* **Исходный отрывок**
------------------------------------------------------------------------

В 1730 году скончался Петр II и наступило страшное время бироновщины… В 1736 году велено было собрать в Малороссии и слободских полках 525 537 четвертей разного хлеба, и, пока он не будет собран, опечатать на заводах кубы и винокурение запретить в Севске, в Рыльске, в Путивле, в Трубчевске, в Орле, в Кромах, в Курске, в Воронеже и в других городах. Но оказалось, что с запрещением винокурения в Малороссии в Великороссии явится недостаток в вине и упадут кабацкие сборы, и тогда дозволили курить в тех местах, откуда будет доставлена в магазин положенная часть провианта.

------------------------------------------------------------------------

* **Набор данных**
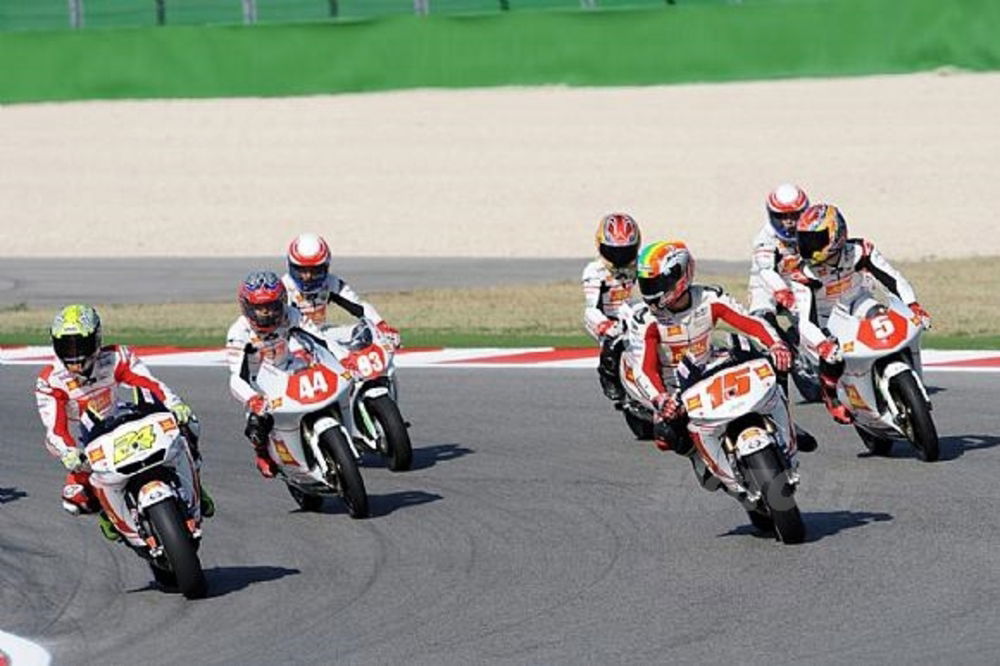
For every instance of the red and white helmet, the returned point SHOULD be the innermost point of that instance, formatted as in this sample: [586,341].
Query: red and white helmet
[618,239]
[309,262]
[785,204]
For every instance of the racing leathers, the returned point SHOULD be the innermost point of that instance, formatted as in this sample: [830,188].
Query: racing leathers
[766,287]
[606,292]
[658,341]
[68,403]
[313,305]
[246,350]
[853,272]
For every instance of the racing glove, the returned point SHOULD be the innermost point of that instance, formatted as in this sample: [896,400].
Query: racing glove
[390,333]
[182,412]
[781,357]
[829,352]
[74,460]
[609,328]
[923,315]
[785,298]
[667,406]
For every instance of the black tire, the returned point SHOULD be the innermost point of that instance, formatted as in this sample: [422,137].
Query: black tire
[640,427]
[341,460]
[919,425]
[305,502]
[179,548]
[877,446]
[164,578]
[399,451]
[768,473]
[807,383]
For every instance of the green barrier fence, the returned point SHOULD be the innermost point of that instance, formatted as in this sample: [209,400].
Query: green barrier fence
[593,48]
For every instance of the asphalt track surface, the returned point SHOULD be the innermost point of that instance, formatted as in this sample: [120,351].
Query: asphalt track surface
[50,282]
[533,530]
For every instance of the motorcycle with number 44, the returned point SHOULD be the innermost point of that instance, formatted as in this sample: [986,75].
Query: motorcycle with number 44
[309,398]
[738,412]
[882,380]
[147,483]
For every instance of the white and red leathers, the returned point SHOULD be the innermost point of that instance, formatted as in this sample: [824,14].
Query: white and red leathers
[765,280]
[605,290]
[855,270]
[244,362]
[63,397]
[657,342]
[334,290]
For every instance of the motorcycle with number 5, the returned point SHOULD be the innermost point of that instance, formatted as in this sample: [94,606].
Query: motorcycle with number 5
[147,482]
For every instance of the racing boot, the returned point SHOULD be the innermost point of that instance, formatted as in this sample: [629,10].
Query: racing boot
[804,440]
[107,527]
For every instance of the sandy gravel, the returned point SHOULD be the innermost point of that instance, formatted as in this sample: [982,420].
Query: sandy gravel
[913,160]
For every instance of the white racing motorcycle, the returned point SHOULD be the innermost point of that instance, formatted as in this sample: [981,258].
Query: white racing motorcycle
[736,409]
[310,401]
[377,422]
[146,481]
[882,381]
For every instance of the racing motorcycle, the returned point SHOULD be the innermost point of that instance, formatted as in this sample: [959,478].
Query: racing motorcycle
[377,423]
[882,380]
[309,398]
[736,407]
[147,483]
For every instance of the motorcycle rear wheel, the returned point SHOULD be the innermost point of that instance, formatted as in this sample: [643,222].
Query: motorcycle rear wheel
[341,461]
[399,450]
[918,424]
[179,548]
[766,468]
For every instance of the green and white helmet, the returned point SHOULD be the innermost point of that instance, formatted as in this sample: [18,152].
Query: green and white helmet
[76,337]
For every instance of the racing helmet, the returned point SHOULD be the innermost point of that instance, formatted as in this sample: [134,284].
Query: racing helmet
[76,338]
[785,204]
[618,240]
[820,233]
[665,273]
[262,299]
[309,262]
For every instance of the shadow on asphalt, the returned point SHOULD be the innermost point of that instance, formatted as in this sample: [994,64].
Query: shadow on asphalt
[223,580]
[424,457]
[820,524]
[11,495]
[952,447]
[378,505]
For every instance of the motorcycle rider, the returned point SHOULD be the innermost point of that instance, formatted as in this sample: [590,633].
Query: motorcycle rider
[608,282]
[774,242]
[80,385]
[311,287]
[261,334]
[836,268]
[677,320]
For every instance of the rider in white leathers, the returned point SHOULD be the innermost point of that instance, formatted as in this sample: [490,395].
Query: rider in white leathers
[311,287]
[608,282]
[261,334]
[835,268]
[677,320]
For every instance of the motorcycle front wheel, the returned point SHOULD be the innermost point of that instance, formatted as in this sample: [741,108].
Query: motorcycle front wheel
[769,474]
[179,548]
[389,421]
[918,424]
[341,461]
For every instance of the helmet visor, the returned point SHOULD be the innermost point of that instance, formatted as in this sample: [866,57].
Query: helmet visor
[620,257]
[265,316]
[308,278]
[812,242]
[653,288]
[73,349]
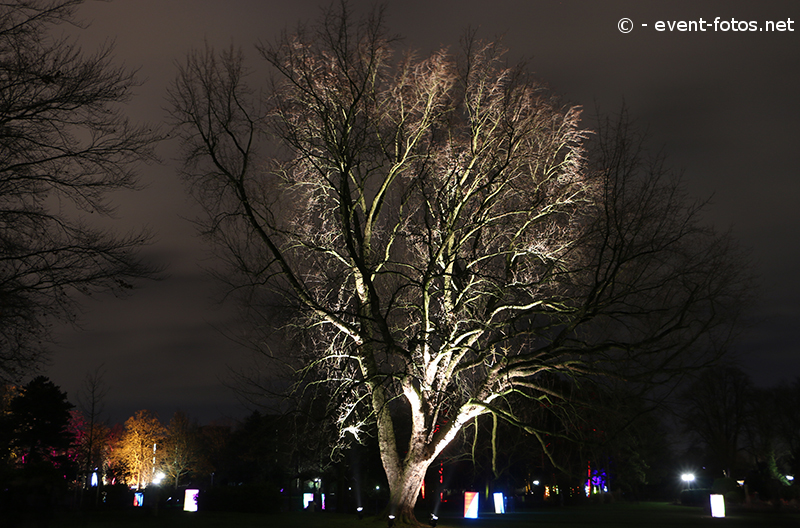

------------------------------------------------------------------------

* **Суть задания**
Изложите исходный отрывок в двух предложениях. Записи в этой работе не понадобятся.

* **Полный ответ**
В 1736 году, в пору бироновщины, наступившей после смерти Петра II в 1730 году, велели собрать в Малороссии и слободских полках 525 537 четвертей хлеба и до окончания сбора запретили винокурение в Севске, Курске, Воронеже и других городах. Однако запрет грозил нехваткой вина в Великороссии и падением кабацких сборов, поэтому курить разрешили там, откуда в магазин доставят положенную часть провианта.